#### Kutipan Teks:
Search

Friday, July 31, 2020

Marriage-oriented society

Saya yakin tidak banyak perempuan yang terlahir dalam kultur patriarki yang memiliki keberanian secara terbuka untuk menjadi berbeda. Misal; kita hidup dalam kepercayaan bahwa perkawinan adalah salah satu (atau mungkin 'satu-satunya'?) cara untuk meraih kebahagiaan dalam hidup; kepercayaan bahwa kalau pun seseorang -- laki-laki maupun perempuan, namun terlebih lagi perempuan -- mencapai kesuksesan (secara ekonomi terutama) akan tetap terasa ada yang hilang jika dia masih lajang.

 


garmbar diambil dari sini


Bagi seseorang yang tidak ter'brain-wash' tentang perkawinan, mungkin dia tidak akan peduli pada apa yang dikatakan orang, "mengapa kamu masih lajang?" Namun, bagi mereka yang terlalu sensitif, dan 'termakan' cuci otak tentang perkawinan, mereka akan merasa risih ditanyai seperti itu, apalagi jika mereka telah mencapai usia tertentu, misal usia 30 tahun. Risih ini akan 'berkembang' menjadi tidak nyaman sampai tidak bahagia.

#### Baris yang Diberikan:
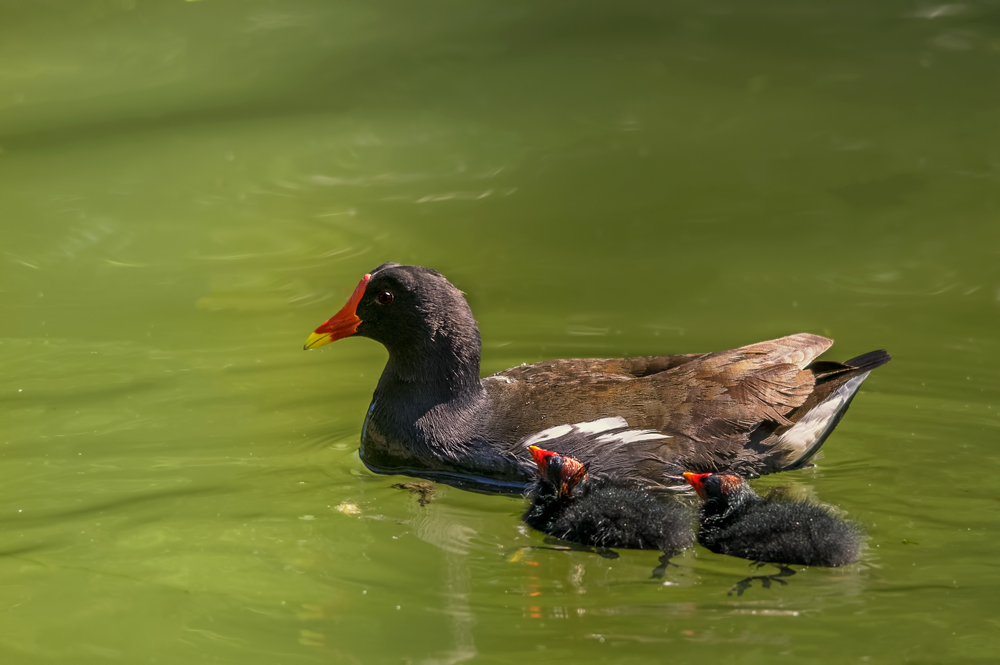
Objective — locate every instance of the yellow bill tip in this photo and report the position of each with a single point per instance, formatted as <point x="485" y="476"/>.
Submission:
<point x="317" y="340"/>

--

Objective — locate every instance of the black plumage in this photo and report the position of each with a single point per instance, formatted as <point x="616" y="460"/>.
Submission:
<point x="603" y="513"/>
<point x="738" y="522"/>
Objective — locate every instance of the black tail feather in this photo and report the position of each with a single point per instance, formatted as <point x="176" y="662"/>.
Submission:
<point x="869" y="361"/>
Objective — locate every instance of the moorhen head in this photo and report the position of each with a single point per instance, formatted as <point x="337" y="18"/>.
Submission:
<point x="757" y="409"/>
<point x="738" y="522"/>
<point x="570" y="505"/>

#### Soal:
Dalam teks tentang masyarakat yang berorientasi pada perkawinan, usia berapa yang dijadikan contoh "usia tertentu"? Mohon jawab singkat. Baris-baris ini diambil dari sumber lain.

#### Jawaban:
Usia 30 tahun.